Dave, his son and I set out in the morning in his pickup headed toward Monroe County. The countryside was lovely, rising in mellow hills, green and lush, with long intense ridges running the length of the horizon almost blue in the hazy distance. As we neared the area I pounded everyone we met with questions, the game warden, the convenience store clerk, the gas station attendant …. and the land started coming alive with names and places familiar from old records. I found Nickell’s mill on the map (the Hinchman boys had a history of marrying Nickell girls) and there were still some Gwinns, our early neighbors, in the phone book.
We passed through the small towns of Union and Peterstown and through crossroads named Pickaway, Shady Grove and Wolf Creek, all names mentioned in the records. Adrenaline crept like ancient spirits into my veins. My eyes were glued to the land, and the hills rippled and rolled away from sight. A squall hit but the rain failed to dampen my spirits. Instead the water washed the roads clean and sharpened the already brilliant contrast between hill and sky. The truck wound through hollows, high on the ridge tops and deep along creek beds, past rotting trailer homes and ancient clapboard places with stone foundations and log outbuildings. It seemed as if every flat spot in those impossible hills held a home of some sort, in one or another stage of decay. Corn, soybeans and weeds grew in the fields and the creeks held promise of trout and smallmouth, but we had forgotten all about fishing.

-- TASK MATERIAL --
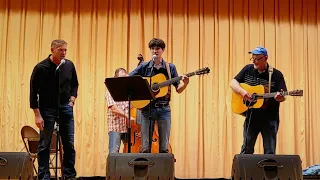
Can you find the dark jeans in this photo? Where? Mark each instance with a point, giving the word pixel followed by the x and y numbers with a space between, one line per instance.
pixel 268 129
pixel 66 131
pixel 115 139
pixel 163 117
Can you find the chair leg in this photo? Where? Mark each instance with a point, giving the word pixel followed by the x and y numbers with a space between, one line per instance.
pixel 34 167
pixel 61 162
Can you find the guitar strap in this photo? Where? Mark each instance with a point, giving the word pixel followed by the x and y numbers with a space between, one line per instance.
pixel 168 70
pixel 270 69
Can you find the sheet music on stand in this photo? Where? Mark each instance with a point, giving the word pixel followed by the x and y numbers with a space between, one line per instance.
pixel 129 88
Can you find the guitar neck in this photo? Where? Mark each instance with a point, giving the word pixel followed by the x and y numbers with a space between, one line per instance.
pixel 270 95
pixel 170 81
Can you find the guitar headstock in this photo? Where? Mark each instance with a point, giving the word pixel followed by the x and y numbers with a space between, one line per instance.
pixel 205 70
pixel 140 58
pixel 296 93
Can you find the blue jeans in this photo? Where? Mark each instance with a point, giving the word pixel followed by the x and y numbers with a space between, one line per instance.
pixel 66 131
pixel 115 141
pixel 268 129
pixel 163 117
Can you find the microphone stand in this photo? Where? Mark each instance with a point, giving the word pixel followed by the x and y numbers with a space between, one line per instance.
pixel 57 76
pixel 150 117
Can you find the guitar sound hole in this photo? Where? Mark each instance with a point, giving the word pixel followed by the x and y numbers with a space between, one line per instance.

* * *

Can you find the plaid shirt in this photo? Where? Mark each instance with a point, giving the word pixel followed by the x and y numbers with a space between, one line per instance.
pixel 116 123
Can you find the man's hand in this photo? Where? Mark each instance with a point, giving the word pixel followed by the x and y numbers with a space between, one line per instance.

* * *

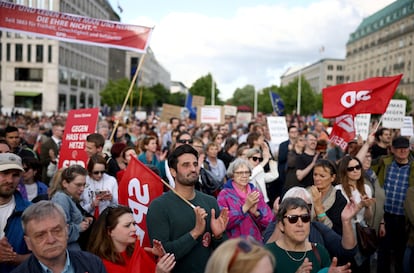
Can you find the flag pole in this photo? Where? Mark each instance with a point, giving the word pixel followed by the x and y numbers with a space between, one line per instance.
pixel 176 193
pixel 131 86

-- GIVEN EXERCISE A --
Print the records from the line that contains "Can you find the guitar headstock" through the line that contains "Can you find the guitar sound".
-- GIVEN EXERCISE B --
Carry on the account of the drive into Monroe County from the point where it ends.
The text and the records have nothing to do with each other.

-- EXPECTED ANSWER A --
Can you find the guitar headstock in this photo? Where? Mark each instance with a point, giving the word pixel followed by the x and y numbers with a space between, one line per instance.
pixel 205 70
pixel 140 58
pixel 296 93
Can you find the blue jeans in this photo? Where? Mark each instance with a point, giving the word pixel followed by the x and y numbers with a space between, one line per instance.
pixel 66 131
pixel 115 141
pixel 268 129
pixel 163 117
Can you find the microphone stand in this photo? Where? Mark each instance with a point, giving the word pixel followed by the x and y numbers with a space between, one line per instance.
pixel 57 76
pixel 150 117
Can you find the guitar sound hole in this photo? Where? Mark each instance with a point, giving the word pixel followed by the x and y numbers with a space between, one line per instance.

-- EXPECTED ANSWER B --
Wolf Creek was but a general store, complete with rusted gas pumps, ancient ads tacked to the walls and antiquated notices, brown with age, in the windows. Three old boys and a hippie were talking up on the porch. As I stepped up I was met by toothless grins, gristled leather faces and long hair in beads. Even in the midst of all my excitement I couldn’t help wondering at this strange sight.
Nervous now, I asked the group if they knew if any of the Nickell or Gwinn families were still around. Dave and I had reasoned that any one of these families could lead us to the old Hinchman place. No luck, except for some distant Gwinn who lived far off.
“Well, do you know of the Hinchman people?” I asked. “That’s what I’m really looking for. I’m a Hinchman”
Toothless Grim looked up at the ceiling and poked at his face. “You mean old John Hinchman? John used to live here but he died a while back. I knew him well.”
The leather whiskered man nodded, “Luther too. I used to work with him. They lived over the hill by Creamery, ’bout eight mile distant.”
A wave of heat passed through me. Man oh man I thought, I found it. I really found it! “Where is it, how do I get there, what were they like?” Questions piled out of my mouth in one breath.
The old boys scrambled to answer my questions, giving out names, directions and memories all at once. In no time I was as confused as I was excited, while they were having trouble keeping their facts straight between them.
Finally Leather Whiskers led us to a back road that headed over the shoulder of Wolf Creek Mountain to the next valley over. He stopped his pickup at his gate and came over to my window to give us directions again.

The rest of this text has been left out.